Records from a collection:
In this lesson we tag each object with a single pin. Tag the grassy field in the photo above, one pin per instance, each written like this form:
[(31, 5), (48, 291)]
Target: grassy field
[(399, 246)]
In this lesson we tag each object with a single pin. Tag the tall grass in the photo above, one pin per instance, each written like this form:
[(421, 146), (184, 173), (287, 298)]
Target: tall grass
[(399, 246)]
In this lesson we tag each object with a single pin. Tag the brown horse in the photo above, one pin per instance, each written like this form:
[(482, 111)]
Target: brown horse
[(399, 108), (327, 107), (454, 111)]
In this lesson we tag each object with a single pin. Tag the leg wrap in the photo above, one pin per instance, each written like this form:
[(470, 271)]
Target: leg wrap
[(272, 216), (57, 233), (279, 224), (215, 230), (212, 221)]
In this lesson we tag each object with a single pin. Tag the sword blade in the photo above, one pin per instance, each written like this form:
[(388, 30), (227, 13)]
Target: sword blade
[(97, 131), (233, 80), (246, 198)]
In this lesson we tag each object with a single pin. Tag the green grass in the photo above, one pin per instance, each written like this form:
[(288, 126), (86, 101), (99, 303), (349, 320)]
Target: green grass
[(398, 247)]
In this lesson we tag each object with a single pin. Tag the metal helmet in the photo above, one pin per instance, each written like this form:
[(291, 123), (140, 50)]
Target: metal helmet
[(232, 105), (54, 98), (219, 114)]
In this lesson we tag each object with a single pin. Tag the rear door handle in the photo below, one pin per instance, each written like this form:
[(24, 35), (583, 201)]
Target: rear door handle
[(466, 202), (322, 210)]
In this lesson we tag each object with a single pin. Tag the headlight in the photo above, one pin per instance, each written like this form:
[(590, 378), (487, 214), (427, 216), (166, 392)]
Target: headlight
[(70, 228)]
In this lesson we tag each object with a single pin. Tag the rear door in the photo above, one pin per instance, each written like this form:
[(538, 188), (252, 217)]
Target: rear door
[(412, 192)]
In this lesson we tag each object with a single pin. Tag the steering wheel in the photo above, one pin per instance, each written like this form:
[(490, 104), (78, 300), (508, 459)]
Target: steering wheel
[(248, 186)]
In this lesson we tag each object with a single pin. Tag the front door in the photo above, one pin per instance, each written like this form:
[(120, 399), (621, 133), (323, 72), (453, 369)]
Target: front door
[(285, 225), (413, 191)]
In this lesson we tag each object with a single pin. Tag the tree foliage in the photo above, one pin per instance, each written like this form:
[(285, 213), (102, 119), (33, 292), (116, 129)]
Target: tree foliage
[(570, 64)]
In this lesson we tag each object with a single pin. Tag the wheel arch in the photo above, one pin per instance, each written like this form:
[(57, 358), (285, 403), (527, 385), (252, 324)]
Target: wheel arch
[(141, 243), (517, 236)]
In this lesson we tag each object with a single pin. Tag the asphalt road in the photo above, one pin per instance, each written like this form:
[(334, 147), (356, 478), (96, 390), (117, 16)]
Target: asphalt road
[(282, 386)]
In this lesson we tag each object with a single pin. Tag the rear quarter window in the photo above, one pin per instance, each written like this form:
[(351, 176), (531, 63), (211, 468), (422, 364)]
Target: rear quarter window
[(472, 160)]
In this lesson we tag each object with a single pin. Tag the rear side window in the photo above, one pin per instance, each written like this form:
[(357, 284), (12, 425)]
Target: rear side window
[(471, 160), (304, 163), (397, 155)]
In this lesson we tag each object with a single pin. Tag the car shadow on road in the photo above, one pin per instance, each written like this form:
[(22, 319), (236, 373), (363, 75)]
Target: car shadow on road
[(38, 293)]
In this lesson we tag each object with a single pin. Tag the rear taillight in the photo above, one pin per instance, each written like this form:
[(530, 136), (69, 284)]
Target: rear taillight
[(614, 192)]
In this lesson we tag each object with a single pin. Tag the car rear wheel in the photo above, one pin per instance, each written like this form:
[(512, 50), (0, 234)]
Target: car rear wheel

What you have to do — Retype the data exactly as given.

Solution to the exercise —
In this lesson we tag each object with a single pin. Tag the grassy field in the photo above, one pin per instance, each written like this form:
[(31, 5), (48, 291)]
Target: grassy field
[(399, 246)]
In this lesson we tag each object with a single pin. Tag the tall grass in the photo above, one pin per instance, each written like this form:
[(421, 146), (184, 173), (287, 298)]
Target: tall grass
[(399, 246)]
In this lesson we tag each object with a single pin. Tag the brown horse in the photo above, one pin per instance, each written like this form:
[(482, 111)]
Target: brown horse
[(399, 108), (327, 107), (454, 111)]
In this lesson we tag each object with a single pin. Tag the leg wrap in the photo above, one pin per instance, each written like this form:
[(470, 271)]
Target: leg wrap
[(272, 216), (57, 233), (279, 224), (215, 230), (212, 221)]
In this lesson we tag each object with a single pin. Tag the sword blade in the photo above, one pin per instance, each written like this form:
[(388, 30), (227, 13)]
Target: sword blade
[(97, 131), (233, 80), (246, 198)]
In this lesson we tag each object with a single pin. Tag the green grass in the photo above, one pin per instance, each written like this form:
[(288, 126), (86, 101), (99, 303), (349, 320)]
Target: green grass
[(398, 247)]
In this lesson we tag each object with a single pin. Tag the metal helmet in the photo above, one pin per instance, each written like this form:
[(291, 123), (140, 50)]
Target: metal helmet
[(232, 105), (54, 98), (219, 114)]
In this lesson we tag each object with a single pin. Tag the rear door handle in the photo below, one pin per instance, each written like this form:
[(24, 35), (583, 201)]
Target: rear door handle
[(466, 202), (322, 210)]
In this lesson we tag each object with a single pin. Tag the headlight in the photo above, one pin per instance, each written like this form:
[(590, 378), (487, 214), (427, 216), (166, 392)]
Target: headlight
[(70, 228)]
In this lesson we tag each object with a single pin. Tag the rear door in the photo above, one pin per instance, each written like this form:
[(538, 188), (252, 217)]
Target: rear door
[(412, 192)]
In this lesson we tag each object with a single pin. Tag the steering wheel in the photo above, one pin per instance, each written like this form:
[(490, 104), (78, 300), (508, 459)]
Target: steering wheel
[(248, 186)]
In this lesson we tag each object with a single pin. Tag the front door in the photo above, one pin per instance, each written like this form:
[(120, 399), (621, 133), (323, 72), (453, 369)]
Target: front door
[(285, 225), (413, 191)]
In this lesson we tag each object with a single pin. Tag the tree foliage in the photo above, one pin per instance, each written like this form:
[(285, 213), (102, 119), (33, 292), (116, 129)]
Target: tree foliage
[(570, 64)]
In this lesson we tag each object with a single pin. Tag the wheel arch in the photo above, one pin per instance, each written like this form:
[(57, 358), (285, 403), (527, 385), (252, 324)]
Target: wheel arch
[(141, 243), (517, 236)]
In this lesson we tag each object with a single pin. Tag the asphalt road in the photo above, one pin per instance, each written like this form:
[(334, 147), (356, 478), (96, 390), (117, 16)]
Target: asphalt road
[(282, 386)]
In this lesson we tag each object with a single pin. Tag the rear quarter window in the photo above, one pin per instance, each written like this form:
[(351, 176), (531, 63), (211, 468), (422, 364)]
Target: rear quarter window
[(472, 160)]
In this lesson we tag each object with a single pin. Tag the rear side window in the photo above, one pin per instance, each written like this form:
[(357, 284), (12, 425)]
Target: rear side window
[(471, 160), (304, 163), (397, 155)]
In this lesson we tag each object with a single pin. Tag the car shadow on road in the photo above, one pin per instance, each written like this form:
[(22, 319), (236, 373), (363, 75)]
Target: car shadow on road
[(38, 293)]
In this lesson we tag each object with a single pin. Tag the rear taillight in the photo above, one pin per instance, each written like this form:
[(530, 136), (69, 284)]
Target: rear taillight
[(614, 192)]
In this lesson we tag each object with a single pin. Tag the car rear wheel in the photo above, one pin per instance, each written like this form:
[(512, 50), (0, 234)]
Target: car rear wheel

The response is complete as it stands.